> **DATASET EXTRACT**:
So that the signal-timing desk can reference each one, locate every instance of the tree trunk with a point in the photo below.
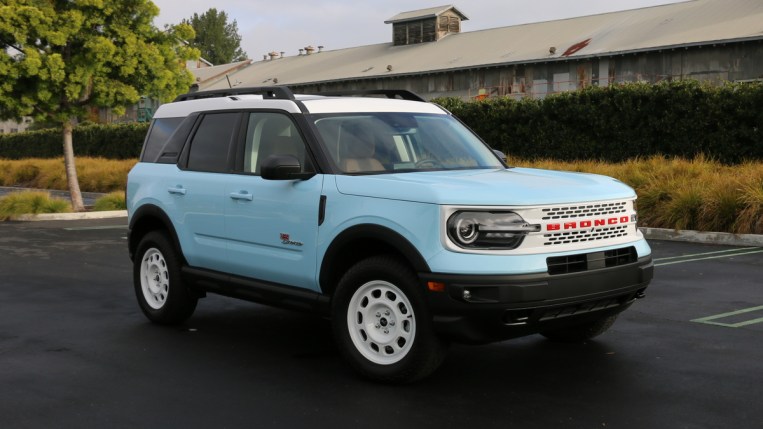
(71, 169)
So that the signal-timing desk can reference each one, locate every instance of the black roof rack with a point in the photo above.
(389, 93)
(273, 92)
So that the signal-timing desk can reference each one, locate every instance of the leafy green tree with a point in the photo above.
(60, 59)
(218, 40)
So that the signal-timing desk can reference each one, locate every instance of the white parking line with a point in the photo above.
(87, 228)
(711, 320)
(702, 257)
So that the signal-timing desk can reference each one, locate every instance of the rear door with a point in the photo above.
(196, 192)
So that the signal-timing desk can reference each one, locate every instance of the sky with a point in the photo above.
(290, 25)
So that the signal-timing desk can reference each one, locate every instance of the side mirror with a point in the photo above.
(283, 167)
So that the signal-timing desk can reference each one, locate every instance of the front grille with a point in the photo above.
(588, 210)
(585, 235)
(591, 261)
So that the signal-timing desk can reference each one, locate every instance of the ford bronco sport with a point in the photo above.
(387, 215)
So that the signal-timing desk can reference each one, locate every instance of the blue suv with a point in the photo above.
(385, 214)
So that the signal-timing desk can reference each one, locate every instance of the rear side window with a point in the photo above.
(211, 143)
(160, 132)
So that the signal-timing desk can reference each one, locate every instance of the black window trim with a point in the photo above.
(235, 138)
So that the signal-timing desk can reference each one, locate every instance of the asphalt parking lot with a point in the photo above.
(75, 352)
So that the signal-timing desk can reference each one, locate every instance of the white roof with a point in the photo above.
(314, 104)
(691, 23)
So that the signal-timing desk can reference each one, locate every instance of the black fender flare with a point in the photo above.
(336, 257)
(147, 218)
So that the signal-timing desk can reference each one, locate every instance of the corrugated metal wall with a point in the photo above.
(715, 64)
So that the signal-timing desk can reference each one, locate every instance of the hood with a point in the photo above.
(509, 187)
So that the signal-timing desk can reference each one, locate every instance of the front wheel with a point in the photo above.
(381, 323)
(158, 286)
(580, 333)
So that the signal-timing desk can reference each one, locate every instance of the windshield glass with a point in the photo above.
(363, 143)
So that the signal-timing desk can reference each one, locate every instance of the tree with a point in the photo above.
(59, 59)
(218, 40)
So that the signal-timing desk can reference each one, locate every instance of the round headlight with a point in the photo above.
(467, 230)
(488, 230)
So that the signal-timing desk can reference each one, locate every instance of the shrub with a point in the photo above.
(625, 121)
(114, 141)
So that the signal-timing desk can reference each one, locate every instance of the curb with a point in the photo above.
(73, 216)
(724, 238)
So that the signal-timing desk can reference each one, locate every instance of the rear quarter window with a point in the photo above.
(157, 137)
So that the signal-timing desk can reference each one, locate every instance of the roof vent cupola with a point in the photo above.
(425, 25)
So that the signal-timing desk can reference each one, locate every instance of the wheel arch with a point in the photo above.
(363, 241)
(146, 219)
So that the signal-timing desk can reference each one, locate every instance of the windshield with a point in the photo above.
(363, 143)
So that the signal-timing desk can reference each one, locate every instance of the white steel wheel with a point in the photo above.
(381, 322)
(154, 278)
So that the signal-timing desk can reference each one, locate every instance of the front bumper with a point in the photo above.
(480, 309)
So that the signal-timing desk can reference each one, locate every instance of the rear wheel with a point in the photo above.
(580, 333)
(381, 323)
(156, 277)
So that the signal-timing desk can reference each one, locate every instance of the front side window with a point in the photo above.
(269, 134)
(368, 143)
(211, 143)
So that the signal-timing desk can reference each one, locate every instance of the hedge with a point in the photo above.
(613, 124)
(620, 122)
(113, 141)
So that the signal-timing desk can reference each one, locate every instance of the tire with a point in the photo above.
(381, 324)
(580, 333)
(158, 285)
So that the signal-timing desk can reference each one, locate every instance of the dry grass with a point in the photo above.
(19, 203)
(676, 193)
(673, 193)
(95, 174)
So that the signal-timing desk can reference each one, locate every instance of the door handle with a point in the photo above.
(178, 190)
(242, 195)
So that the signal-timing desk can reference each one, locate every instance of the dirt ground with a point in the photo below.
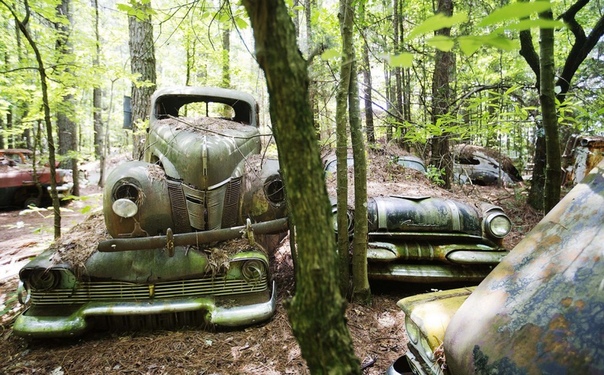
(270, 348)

---

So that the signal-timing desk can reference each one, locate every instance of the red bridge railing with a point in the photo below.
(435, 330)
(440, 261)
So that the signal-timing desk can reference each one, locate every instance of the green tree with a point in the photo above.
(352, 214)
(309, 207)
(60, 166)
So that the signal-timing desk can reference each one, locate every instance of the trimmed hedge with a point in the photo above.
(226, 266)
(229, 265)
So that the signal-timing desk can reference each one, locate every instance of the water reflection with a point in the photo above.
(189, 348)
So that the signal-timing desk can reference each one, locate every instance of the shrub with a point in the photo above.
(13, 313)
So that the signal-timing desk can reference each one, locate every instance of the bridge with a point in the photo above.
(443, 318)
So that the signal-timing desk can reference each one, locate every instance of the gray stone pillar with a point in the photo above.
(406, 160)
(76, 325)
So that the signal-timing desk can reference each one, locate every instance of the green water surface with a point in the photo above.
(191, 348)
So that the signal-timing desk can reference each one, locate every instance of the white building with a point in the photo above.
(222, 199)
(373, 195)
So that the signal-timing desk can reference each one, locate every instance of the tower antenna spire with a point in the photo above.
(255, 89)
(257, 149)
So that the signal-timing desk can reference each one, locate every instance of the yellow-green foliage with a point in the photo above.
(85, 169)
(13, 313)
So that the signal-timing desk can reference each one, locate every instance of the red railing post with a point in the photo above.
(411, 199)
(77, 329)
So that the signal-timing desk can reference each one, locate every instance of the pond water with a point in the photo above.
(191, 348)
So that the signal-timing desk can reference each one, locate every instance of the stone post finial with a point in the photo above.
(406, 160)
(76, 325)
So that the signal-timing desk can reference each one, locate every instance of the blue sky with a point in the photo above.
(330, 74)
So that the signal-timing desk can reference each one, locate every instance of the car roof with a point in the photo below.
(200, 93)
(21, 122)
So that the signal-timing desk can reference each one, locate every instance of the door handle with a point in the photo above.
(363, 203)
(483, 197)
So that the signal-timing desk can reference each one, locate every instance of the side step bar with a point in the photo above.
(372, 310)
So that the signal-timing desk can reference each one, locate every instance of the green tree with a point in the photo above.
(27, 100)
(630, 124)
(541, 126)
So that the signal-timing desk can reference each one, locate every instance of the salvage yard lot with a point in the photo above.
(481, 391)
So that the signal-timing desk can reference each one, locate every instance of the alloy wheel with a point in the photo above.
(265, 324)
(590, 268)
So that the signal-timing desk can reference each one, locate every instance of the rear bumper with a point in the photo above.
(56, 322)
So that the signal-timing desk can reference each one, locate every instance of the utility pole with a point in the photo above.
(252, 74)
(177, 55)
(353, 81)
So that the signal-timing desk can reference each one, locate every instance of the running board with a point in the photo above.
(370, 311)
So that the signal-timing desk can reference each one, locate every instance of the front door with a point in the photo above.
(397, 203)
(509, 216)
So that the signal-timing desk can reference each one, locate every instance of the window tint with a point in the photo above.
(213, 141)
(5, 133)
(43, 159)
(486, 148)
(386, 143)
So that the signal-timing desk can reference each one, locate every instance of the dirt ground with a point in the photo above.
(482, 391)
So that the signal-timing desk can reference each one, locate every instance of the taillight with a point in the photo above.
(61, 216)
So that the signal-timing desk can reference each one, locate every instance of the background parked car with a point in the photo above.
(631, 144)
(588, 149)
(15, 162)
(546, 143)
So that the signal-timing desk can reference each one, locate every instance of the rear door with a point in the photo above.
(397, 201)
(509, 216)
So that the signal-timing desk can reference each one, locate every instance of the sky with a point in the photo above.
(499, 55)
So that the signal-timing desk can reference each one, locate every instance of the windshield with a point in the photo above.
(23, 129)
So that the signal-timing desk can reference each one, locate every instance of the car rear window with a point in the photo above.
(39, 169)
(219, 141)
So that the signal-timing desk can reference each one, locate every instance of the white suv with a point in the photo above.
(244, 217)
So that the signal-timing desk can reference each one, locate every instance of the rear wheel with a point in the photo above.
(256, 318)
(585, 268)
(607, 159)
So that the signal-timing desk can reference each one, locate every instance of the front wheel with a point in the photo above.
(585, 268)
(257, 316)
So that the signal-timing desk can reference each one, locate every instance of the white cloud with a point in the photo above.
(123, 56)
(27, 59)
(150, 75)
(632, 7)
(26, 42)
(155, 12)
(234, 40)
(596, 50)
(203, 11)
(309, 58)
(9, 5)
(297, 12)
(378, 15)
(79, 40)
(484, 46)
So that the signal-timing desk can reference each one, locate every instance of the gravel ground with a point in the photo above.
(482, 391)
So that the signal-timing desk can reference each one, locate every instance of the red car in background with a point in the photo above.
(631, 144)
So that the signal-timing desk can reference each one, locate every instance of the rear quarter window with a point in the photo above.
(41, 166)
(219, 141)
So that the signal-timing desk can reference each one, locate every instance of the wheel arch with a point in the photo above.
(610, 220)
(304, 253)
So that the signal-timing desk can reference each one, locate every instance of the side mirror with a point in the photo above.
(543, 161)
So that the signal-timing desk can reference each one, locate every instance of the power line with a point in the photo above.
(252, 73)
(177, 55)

--

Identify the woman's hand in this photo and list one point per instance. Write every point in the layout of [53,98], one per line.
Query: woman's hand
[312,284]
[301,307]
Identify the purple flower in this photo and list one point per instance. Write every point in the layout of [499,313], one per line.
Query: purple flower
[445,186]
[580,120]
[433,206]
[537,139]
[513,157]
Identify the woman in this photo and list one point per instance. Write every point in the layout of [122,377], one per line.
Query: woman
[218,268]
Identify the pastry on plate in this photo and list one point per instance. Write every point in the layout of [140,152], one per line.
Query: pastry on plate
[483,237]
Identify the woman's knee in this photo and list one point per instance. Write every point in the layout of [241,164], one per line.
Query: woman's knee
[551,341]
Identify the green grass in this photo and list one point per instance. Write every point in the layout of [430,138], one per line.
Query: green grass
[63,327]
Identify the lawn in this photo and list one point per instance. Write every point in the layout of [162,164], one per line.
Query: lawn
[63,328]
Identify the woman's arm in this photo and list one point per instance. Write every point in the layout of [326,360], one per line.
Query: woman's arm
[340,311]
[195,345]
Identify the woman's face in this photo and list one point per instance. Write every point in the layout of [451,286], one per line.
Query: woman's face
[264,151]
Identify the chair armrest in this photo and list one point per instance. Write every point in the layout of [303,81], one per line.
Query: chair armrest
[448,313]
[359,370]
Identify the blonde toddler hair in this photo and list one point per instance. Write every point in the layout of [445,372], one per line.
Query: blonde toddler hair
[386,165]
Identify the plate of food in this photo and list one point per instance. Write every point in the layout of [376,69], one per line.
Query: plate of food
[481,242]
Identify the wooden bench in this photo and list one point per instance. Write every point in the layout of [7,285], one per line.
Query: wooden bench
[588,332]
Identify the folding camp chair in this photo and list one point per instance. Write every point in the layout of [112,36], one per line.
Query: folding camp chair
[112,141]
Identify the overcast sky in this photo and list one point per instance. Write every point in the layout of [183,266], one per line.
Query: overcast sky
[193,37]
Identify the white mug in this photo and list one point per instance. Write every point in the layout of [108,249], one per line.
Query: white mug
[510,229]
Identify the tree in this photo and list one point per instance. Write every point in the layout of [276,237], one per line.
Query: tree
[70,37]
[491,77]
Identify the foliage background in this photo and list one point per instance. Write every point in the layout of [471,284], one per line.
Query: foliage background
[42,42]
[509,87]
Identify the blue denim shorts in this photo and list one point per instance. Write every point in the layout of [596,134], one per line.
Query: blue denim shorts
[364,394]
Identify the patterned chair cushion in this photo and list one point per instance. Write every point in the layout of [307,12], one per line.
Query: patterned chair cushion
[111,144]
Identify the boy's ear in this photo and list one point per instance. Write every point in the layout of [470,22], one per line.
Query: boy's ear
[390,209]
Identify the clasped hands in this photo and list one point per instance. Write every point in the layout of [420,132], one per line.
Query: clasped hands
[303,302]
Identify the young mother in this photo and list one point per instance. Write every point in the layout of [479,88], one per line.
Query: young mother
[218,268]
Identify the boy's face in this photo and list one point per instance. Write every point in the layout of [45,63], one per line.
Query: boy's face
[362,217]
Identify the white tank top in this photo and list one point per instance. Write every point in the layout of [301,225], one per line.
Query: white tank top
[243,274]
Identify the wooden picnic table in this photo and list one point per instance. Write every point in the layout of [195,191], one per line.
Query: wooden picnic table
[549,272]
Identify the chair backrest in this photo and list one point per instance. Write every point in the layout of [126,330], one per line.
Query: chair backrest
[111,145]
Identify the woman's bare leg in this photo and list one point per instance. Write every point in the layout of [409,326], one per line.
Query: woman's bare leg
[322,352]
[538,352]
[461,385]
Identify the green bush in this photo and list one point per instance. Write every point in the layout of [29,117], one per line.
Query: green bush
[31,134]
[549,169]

> **THE PROBLEM**:
In the entries above, find the line holding "Identify the boy's face" and the line holding "Identify the green bush", then retype exactly those two lines and every line between them, and nothing else.

> **TASK RESPONSE**:
Identify the boy's face in this photo and list one point per instance. Write every point in the layout of [45,63], one per line.
Query: boy's face
[362,217]
Identify the white tank top in this photo and list one point per instance. Write every point in the layout of [301,225], one per line.
Query: white tank top
[243,274]
Identify the wooden picnic table in this photo and list one point per instance. Write every point in the layout of [195,191], one per line.
Query: wooden picnic table
[549,272]
Identify the chair backrest in this photo and list one point per instance. Write every point in the layout of [126,330], one per line.
Query: chair backrest
[111,145]
Identify the woman's bare leg in this photo and list one point per instance. Write every point in the layout of [409,326], one per line.
Query: woman's bare leg
[322,352]
[538,352]
[461,385]
Identify the green bush in this photo and list one point per instance. Write every point in the layout of [29,117], one per line.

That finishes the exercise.